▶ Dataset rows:
+-------+

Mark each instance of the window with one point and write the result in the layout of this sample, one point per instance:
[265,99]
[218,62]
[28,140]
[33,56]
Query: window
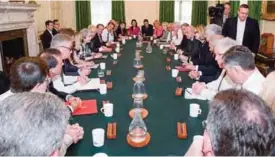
[101,11]
[183,11]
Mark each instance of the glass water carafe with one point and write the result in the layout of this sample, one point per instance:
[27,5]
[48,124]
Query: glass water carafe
[137,128]
[139,89]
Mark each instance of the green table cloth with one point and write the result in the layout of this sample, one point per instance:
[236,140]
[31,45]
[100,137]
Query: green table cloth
[165,109]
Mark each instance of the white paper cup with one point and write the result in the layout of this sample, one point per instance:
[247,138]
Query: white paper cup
[176,56]
[107,109]
[115,56]
[98,135]
[102,66]
[175,72]
[103,89]
[194,110]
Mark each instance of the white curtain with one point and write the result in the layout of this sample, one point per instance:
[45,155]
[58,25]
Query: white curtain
[183,11]
[101,11]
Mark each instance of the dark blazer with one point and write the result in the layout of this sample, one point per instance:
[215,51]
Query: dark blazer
[46,39]
[147,31]
[55,31]
[69,69]
[95,43]
[251,38]
[122,32]
[183,44]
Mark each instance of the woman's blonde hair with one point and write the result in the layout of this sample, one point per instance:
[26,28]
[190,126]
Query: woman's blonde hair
[268,90]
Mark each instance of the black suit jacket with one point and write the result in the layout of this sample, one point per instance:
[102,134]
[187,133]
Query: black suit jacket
[46,39]
[69,69]
[149,31]
[251,38]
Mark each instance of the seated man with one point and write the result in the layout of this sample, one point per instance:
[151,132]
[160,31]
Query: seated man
[108,34]
[239,123]
[64,44]
[147,29]
[47,35]
[240,66]
[223,82]
[33,126]
[54,61]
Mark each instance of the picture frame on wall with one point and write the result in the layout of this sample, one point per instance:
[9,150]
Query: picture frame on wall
[268,10]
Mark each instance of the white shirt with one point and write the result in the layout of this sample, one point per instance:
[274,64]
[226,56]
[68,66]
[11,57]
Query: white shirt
[107,36]
[5,95]
[255,82]
[176,39]
[240,31]
[222,83]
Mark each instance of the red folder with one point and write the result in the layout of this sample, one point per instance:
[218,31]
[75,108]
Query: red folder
[87,107]
[182,69]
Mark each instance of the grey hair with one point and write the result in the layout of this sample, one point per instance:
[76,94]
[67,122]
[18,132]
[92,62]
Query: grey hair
[213,29]
[224,44]
[60,40]
[239,56]
[239,123]
[32,124]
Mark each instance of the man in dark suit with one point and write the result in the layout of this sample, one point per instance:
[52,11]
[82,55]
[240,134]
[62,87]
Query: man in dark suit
[147,29]
[47,35]
[243,29]
[56,26]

+-------+

▶ Task goal:
Lay out every line of the listing above as a numbered list, skipping blank lines and omitting the pictures.

▶ Task output:
1. Mark each instance of the window with one point and write the result in the layout of this sample, one point per instance:
2. [265,99]
3. [218,62]
4. [28,140]
5. [33,56]
6. Query: window
7. [101,11]
8. [183,11]
9. Mark each instance of the glass water carafe with one point and write the result in the layout of this sample, one point per instance:
10. [27,5]
11. [48,124]
12. Query: glass water carafe
13. [137,128]
14. [139,89]
15. Mark each instance of the green table cloth with one point and write the result in the layout of this sample, one point per instance:
16. [236,140]
17. [31,45]
18. [100,137]
19. Query: green table cloth
20. [165,109]
21. Mark each instance of the white paper cup with one point and write the result in the layout of this sample, one point per instance:
22. [247,138]
23. Query: white paper cup
24. [176,56]
25. [107,109]
26. [115,56]
27. [98,135]
28. [102,66]
29. [175,72]
30. [103,89]
31. [194,110]
32. Mark each instance of the white curtain with one point and write the result in the layout of this sample, one point per instance:
33. [45,155]
34. [58,25]
35. Query: white curtain
36. [183,11]
37. [101,11]
38. Mark each instance of the dark blazer with one point and write the result in the layout of this sample, one point per instance:
39. [215,51]
40. Query: dark blazer
41. [46,39]
42. [147,31]
43. [55,31]
44. [69,69]
45. [95,43]
46. [251,38]
47. [122,32]
48. [183,44]
49. Mark each instance of the woman's blonde hair with one point and write the result in the layout of this sample, one point per instance:
50. [26,28]
51. [190,126]
52. Query: woman's blonde hair
53. [268,90]
54. Mark each instance of the black suit jacket with one point and write the result in the layout of this sample, one point per instance:
55. [102,134]
56. [187,133]
57. Query: black suit jacket
58. [46,39]
59. [69,69]
60. [149,31]
61. [251,38]
62. Mark each instance of the seated man with one point and write the result in the layout of this sample, one point per instance:
63. [151,132]
64. [160,31]
65. Query: seated man
66. [108,34]
67. [239,123]
68. [64,44]
69. [147,29]
70. [47,35]
71. [240,66]
72. [223,82]
73. [33,126]
74. [54,61]
75. Mark each instance of the picture frame on wall with one point and write the result in the layout of this sample, one point per instance:
76. [9,150]
77. Query: picture frame on wall
78. [268,10]
79. Mark each instance of the white shirt with one point and write the result in the layout of this sample, one point per instance:
80. [274,64]
81. [226,56]
82. [68,66]
83. [11,57]
84. Query: white shirt
85. [107,36]
86. [5,95]
87. [255,82]
88. [176,39]
89. [240,31]
90. [222,83]
91. Mark each instance of the red folder with one point and write the result in the layout of this sample, one point per instance:
92. [218,31]
93. [75,108]
94. Query: red folder
95. [87,107]
96. [182,69]
97. Mark each instance of the grey hair with one point and write the result in the layout of this sample, one point per instance:
98. [76,94]
99. [67,122]
100. [18,132]
101. [92,62]
102. Query: grey hair
103. [213,29]
104. [224,44]
105. [60,40]
106. [239,56]
107. [239,123]
108. [32,124]
109. Mark each instance of the man in dark suit with one point and write the result in the layout of this sample, one point per instance:
110. [52,11]
111. [82,55]
112. [240,134]
113. [62,87]
114. Query: man in dark suit
115. [147,29]
116. [47,35]
117. [243,29]
118. [56,26]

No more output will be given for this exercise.